Top of Document section

The Focal Statistics tool performs an operation that calculates a statistic for input cells within a set of overlapping windows or neighborhoods. The statistic (for example, mean, maximum, or sum) is calculated for all input cells contained within each neighborhood.
Neighborhood processing
Conceptually, the algorithm visits each cell in the input raster and calculates a statistic for the cells that fall in the specified neighborhood shape around it. The cell for which the statistic is being calculated is referred to as the processing cell. The value of the processing cell is typically included in the neighborhood statistics calculation, but depending on the shape of the neighborhood, it might not be. Since neighborhoods will overlap in the scan process, input cells that are included in the calculation for one processing cell may also contribute in the calculation for another processing cell.
Several predefined neighborhood shapes available to choose from. You can also create a custom shape. The statistics that you can calculate for a neighborhood are majority, maximum, mean, median, minimum, minority, percentile, range, standard deviation, sum, and variety.
Example calculation
To illustrate the neighborhood processing for Focal Statistics, consider calculating a Sum statistic of the neighborhood around the processing cell with the value of 5 in the following diagram. A rectangular 3 by 3 cell neighborhood shape is specified and the Ignore NoData in calculations parameter is left at the default checked setting. The sum of the values of the neighboring cells (3 + 2 + 3 + 4 + 2 + 1 + 4 = 19) plus the value of the processing cell (5) equals 24 (19 + 5 = 24). A value of 24 is given to the cell in the output raster in the same location as the processing cell in the input raster.
The above diagram demonstrates how the calculations are performed on a single cell in the input raster. In the following diagram, the results for all the input cells are shown. The cells highlighted in yellow identify the same processing cell and neighborhood as in the example above.
NoData cells
The Ignore NoData in calculations parameter controls how NoData cells within the neighborhood window are processed. When this parameter is checked (ignore_nodata = "DATA" in Python), any cells in the neighborhood that are NoData will be ignored in the calculation of the output value for the processing cell. When unchecked (ignore_nodata = "NODATA" in Python), if any cell in the neighborhood is NoData, the output value for the processing cell will be NoData.
If the processing cell itself is NoData, with the Ignore NoData in calculations option selected, the output value for the cell will be calculated based on the other cells in the neighborhood that have a valid value. If all of the cells in the neighborhood are NoData, the output will be NoData.
Corner and edge cells
When the processing cell is near the corners and edges of the input raster, the number of cells that are included in the neighbourhood is adjusted accordingly. The calculation of the statistic is also adjusted.

Bottom of Document section
Top of Recorded information

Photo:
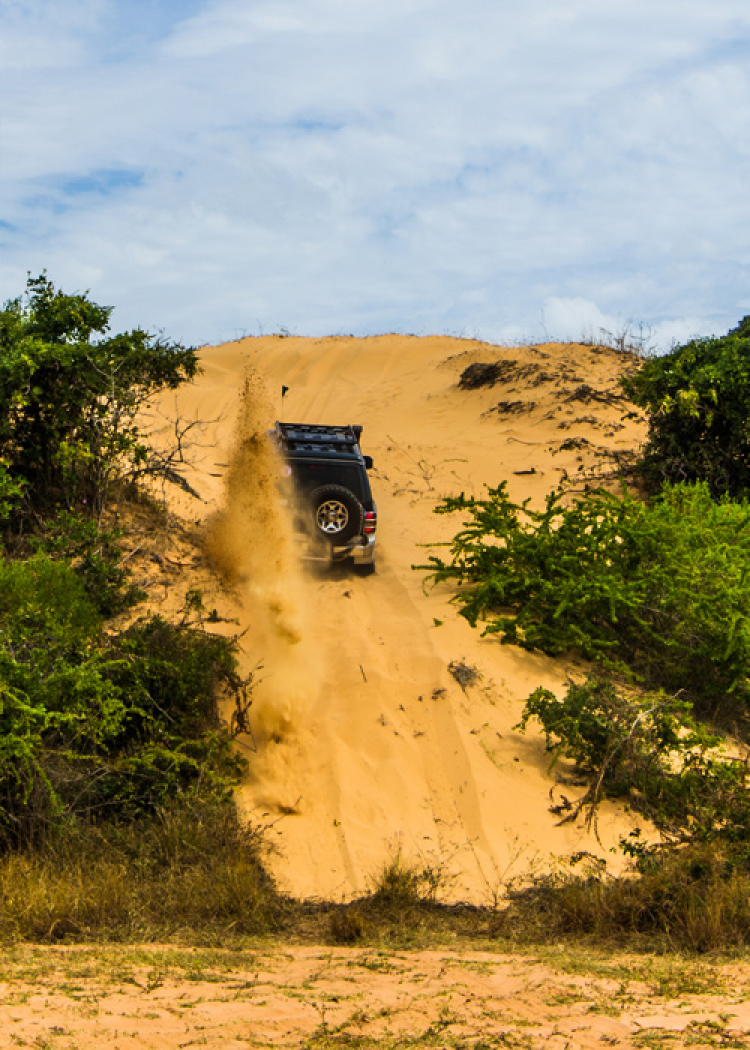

Bottom of Recorded information

=== Instructions to follow ===
Write out, word for word, the part of the Focal Statistics text that opens with the words containing "Several predefined neighborhood" and closes with "sum, and variety.".

=== Answer box ===
Several predefined neighborhood shapes available to choose from. You can also create a custom shape. The statistics that you can calculate for a neighborhood are majority, maximum, mean, median, minimum, minority, percentile, range, standard deviation, sum, and variety.